#### TEXT
---

Politicians too need retirement

 Shiban Khaibri
One of the top most electoral reforms needed in our country is to determine the age of retirement of a politician after it is fully conceded that politicians too need retirement. The limitations and constraints of a human body are demanding rest from hectic, busy, strenuous, and challenging and performance oriented working or job on attaining a particular age. Politicians too in senior age are susceptible to wear, tear, fatigue diminishing reflexes, descending stress management and consequential decision taking processes. We, however, have been watching that politicians in our country very rarely come forward to say that the time to hang their boots had arrived and they should seek voluntary retirement from “Jana sewa” or serving the public. Generally it has been observed that  it is only when the physical condition does not warrant due to some “staying in ailment” or meeting the inevitable, most of the political leaders otherwise keep on “serving ” the people.
We feel some times envious of the Presidents and Prime Ministers of many countries, mostly developed, heading their countries young, keeping themselves smart, fit and “hearty”. Worth mentioning are  the cases of ex-President of France, Nicolas Sarkozy or his successor Hollande or the Russian President Vladimir Putin or the youngest David Cameron becoming Prime Minister of England at the age of 43 or even Barrack Obama, the American President or the Chinese Premier Li Keqiang and now recently elected Pakistani PM Nawaz Sharif and many such leaders. We too had Rajiv Gandhi as the first ever youngest Prime Minister to govern this country.
Sticking to the positions in the political parties and in  public  offices beyond a particular age and then expecting things to move in a particular direction , at times, repugnant to the majority opinion generates avoidable spats, misgivings and controversies. We have been seeing the same going on in the second largest political party of India, the BJP. The party patriarch L. K. Advani could not make it to the Prime Minister’s post both in 2004 and 2009 elections and many a time, became the point of pun from no less a person than the “weakest” Dr. Manmohan Singh, the alias with which Avani had introduced him before the electorate while campaigning for his party for building which he claims to have toiled a lot.

---

#### INFORMATION PROVIDED
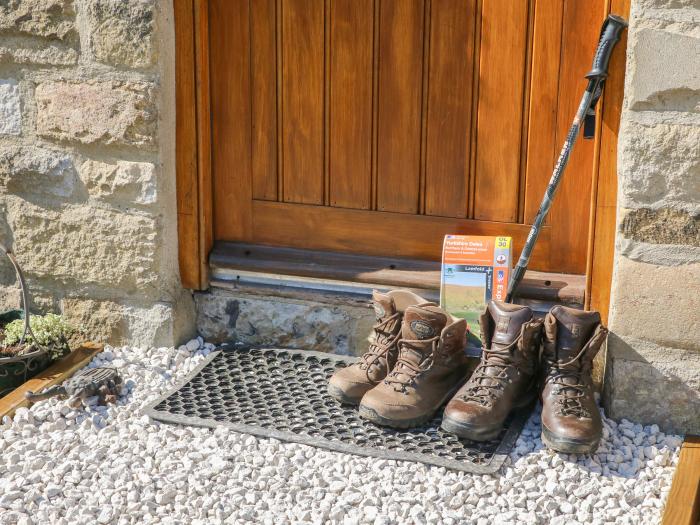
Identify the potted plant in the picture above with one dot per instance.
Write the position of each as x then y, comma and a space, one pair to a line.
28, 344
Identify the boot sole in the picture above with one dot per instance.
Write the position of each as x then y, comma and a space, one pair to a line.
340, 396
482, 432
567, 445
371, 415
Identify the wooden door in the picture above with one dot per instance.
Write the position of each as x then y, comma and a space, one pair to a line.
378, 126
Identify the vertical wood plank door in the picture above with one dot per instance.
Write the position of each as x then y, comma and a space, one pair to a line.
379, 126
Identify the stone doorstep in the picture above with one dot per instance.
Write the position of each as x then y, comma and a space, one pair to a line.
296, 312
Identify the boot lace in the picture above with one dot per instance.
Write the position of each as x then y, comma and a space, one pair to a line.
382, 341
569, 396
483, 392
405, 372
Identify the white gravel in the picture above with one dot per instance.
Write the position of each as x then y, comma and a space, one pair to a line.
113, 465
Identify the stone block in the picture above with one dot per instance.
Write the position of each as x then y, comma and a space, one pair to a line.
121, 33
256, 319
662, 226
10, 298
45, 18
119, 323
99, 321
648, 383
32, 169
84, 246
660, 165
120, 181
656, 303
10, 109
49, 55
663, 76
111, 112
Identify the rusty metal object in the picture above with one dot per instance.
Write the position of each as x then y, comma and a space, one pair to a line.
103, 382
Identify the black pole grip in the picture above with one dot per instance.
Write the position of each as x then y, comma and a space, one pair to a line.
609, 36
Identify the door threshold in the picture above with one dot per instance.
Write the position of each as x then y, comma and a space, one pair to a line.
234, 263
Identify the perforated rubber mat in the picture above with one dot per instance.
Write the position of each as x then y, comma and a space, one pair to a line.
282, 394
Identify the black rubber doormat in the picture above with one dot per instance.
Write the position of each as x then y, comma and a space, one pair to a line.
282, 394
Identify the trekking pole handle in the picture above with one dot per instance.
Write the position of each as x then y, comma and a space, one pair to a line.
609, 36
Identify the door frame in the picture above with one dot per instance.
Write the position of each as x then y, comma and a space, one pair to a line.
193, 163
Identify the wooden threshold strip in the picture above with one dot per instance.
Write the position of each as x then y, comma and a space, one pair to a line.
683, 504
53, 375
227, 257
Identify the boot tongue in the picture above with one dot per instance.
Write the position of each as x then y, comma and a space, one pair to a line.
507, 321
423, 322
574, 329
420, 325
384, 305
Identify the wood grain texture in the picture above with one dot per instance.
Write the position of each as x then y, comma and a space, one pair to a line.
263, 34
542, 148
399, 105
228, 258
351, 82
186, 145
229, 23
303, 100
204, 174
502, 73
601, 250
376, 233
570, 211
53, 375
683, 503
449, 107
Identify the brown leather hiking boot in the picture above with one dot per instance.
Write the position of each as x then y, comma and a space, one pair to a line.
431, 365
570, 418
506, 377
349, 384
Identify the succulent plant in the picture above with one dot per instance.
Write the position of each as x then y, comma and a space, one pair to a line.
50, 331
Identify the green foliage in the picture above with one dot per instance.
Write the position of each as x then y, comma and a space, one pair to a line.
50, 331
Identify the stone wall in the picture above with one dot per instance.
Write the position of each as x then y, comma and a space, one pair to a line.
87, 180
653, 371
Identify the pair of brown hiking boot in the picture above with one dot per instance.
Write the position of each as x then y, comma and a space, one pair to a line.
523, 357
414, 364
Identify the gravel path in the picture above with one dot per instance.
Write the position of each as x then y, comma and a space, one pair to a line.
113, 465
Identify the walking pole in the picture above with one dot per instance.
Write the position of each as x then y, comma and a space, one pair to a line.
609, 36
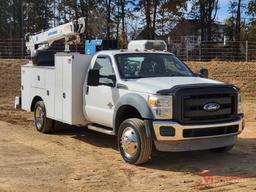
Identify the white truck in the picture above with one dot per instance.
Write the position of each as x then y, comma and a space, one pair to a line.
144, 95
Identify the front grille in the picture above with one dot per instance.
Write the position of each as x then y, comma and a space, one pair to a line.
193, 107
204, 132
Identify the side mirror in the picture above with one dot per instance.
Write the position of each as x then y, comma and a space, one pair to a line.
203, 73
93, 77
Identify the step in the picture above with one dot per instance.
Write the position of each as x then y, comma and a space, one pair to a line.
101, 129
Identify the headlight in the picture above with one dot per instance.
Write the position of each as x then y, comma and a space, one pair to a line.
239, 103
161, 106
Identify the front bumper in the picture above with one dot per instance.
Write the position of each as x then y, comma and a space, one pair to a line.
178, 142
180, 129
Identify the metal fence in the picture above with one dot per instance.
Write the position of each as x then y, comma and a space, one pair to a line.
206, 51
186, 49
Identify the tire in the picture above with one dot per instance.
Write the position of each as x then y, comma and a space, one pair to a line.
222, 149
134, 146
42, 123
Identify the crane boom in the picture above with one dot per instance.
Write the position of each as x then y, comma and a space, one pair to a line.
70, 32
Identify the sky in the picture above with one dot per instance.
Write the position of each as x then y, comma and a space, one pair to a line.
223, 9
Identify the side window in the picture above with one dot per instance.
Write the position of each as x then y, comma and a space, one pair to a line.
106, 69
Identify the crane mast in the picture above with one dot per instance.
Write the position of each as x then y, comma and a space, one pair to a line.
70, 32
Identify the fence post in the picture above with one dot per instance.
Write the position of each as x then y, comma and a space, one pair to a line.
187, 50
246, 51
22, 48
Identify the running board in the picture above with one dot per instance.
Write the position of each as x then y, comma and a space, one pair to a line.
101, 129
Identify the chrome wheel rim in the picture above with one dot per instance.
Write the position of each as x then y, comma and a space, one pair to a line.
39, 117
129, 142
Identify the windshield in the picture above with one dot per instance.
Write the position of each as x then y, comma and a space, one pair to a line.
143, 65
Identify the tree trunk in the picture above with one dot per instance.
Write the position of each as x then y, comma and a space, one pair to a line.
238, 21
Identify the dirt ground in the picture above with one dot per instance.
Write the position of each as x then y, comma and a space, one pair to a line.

---

Write out the passage of the piece on politicians' retirement above, between "Sticking to the" and "toiled a lot.", inclusive.

Sticking to the positions in the political parties and in  public  offices beyond a particular age and then expecting things to move in a particular direction , at times, repugnant to the majority opinion generates avoidable spats, misgivings and controversies. We have been seeing the same going on in the second largest political party of India, the BJP. The party patriarch L. K. Advani could not make it to the Prime Minister’s post both in 2004 and 2009 elections and many a time, became the point of pun from no less a person than the “weakest” Dr. Manmohan Singh, the alias with which Avani had introduced him before the electorate while campaigning for his party for building which he claims to have toiled a lot.